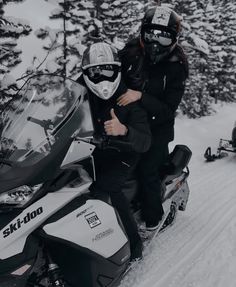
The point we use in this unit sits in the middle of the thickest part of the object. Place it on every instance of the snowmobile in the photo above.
(52, 232)
(224, 147)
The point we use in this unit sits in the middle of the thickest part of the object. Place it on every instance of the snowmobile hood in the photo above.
(38, 125)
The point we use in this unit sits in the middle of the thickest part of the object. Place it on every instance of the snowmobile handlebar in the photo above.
(108, 143)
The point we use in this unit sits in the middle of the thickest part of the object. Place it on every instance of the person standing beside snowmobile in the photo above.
(101, 74)
(155, 69)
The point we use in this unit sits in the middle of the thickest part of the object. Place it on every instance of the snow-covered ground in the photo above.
(199, 250)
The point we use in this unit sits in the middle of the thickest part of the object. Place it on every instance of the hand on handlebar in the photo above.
(114, 127)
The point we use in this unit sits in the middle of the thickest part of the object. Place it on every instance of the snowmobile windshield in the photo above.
(47, 109)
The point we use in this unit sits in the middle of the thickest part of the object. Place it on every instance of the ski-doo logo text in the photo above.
(21, 221)
(92, 219)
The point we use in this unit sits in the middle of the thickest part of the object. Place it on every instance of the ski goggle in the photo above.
(163, 38)
(99, 73)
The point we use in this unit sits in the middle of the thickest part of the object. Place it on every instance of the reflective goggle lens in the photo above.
(158, 36)
(102, 72)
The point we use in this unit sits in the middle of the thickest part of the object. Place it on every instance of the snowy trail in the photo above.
(200, 248)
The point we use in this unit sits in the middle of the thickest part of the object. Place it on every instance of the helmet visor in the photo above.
(99, 73)
(163, 38)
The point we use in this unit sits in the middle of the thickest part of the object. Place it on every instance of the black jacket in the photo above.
(162, 85)
(132, 116)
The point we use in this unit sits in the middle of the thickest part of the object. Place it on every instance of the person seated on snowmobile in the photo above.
(101, 74)
(155, 69)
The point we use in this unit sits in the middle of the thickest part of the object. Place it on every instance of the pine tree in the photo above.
(11, 29)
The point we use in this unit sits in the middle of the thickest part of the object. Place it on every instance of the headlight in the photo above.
(19, 196)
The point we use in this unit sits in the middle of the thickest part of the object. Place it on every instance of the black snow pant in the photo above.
(111, 174)
(149, 176)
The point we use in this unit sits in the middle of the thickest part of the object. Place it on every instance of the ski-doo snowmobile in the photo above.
(52, 232)
(224, 147)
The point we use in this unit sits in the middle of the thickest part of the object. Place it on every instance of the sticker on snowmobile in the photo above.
(103, 234)
(92, 219)
(161, 16)
(21, 221)
(84, 211)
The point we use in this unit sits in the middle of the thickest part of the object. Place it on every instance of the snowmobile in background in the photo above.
(224, 147)
(52, 232)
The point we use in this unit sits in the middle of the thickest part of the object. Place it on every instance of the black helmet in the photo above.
(101, 69)
(159, 32)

_Directions_
Without the pictures, write out all of the material exactly.

_Task response_
The point we use in this unit sits in the middle of the thickest part of the object. Place it on every instance of the snowmobile in the photo above.
(52, 232)
(224, 147)
The point we use in this unit sits in the middle of the thickest part of the object. Place it on every instance of the snowmobile hood in the photo above.
(38, 125)
The point we use in this unit sits in the middle of the thickest part of the object. Place it on every instance of the snowmobile handlebar in the photo above.
(108, 143)
The point we use in this unit sits in the middle of the thickest part of the object. Place it on every instance of the person standing beside snowmobile in the photo above.
(101, 74)
(155, 69)
The point we use in this unit sits in the middle of the thickest part of the object. Place it on every instance of the snow-covered ground in the photo above.
(199, 250)
The point we use in this unit sits in the middle of the thickest part of the object. Place it on every instance of the hand on handlebar in the photo above.
(114, 127)
The point we use in this unit sits in the middle of the thickest part of the object. Place it on every instance of the snowmobile windshield in the photo above.
(47, 109)
The point we use in this unit sits in the middle of the thickest part of the object. Place it on every instance of the ski-doo logo text in the photo above.
(21, 221)
(92, 219)
The point we use in this unit sits in the middle of the thickest part of the object. Place it on every instance of the ski goggle in the photo above.
(163, 38)
(99, 73)
The point we use in this unit sits in the middle of the thickest part of the object. Place it on every instance of the reflective goggle lens in the photo above.
(158, 36)
(102, 72)
The point we use in this unit sits in the middle of the thickest part of the object. Place it on every instance of the snowy trail in the photo above.
(200, 248)
The point we use in this unit sits in the middle of the thickest part of the object. Place it on every instance of the helmet visor in the photo above.
(99, 73)
(163, 38)
The point we use in this unit sits in the middle of the thickest part of the object. Place it on every instance of the black jacket in the photo above.
(162, 85)
(132, 116)
The point we use in this unit sits in the middle of the thickest part of the object. Place it on every instance of the person seated on snowmobile in the photo above.
(101, 74)
(155, 69)
The point we use in this unit sits in the middle of the thickest part of the object. Place it on every instance of the pine tree in the photo above.
(11, 29)
The point we use in this unit sits in the middle of the thickest part of the object. Place it on every instance of the headlight in the photo above.
(19, 196)
The point we use in this unit sits in the middle of the thickest part of the object. Place it on every instance of the black snow pant in the photo above.
(111, 174)
(149, 176)
The point we use in this unit sits in the middle of the thickest part of the object. Place it on every instance of the ski-doo snowmobile in the photo above.
(52, 232)
(224, 147)
The point we use in this unit sits in the middle of the thickest part of the object. Place it on every instance of the sticker on snowmobile in the photo above.
(103, 234)
(92, 219)
(161, 16)
(21, 221)
(84, 211)
The point we use in this unit sits in the middle of the thickest part of the object. Place it on every instance of the snowmobile in background in the photo above.
(224, 147)
(52, 232)
The point we use in this unit sits in the middle of the thickest part of the object. Place it on every instance of the black helmet in the photo above.
(101, 69)
(159, 32)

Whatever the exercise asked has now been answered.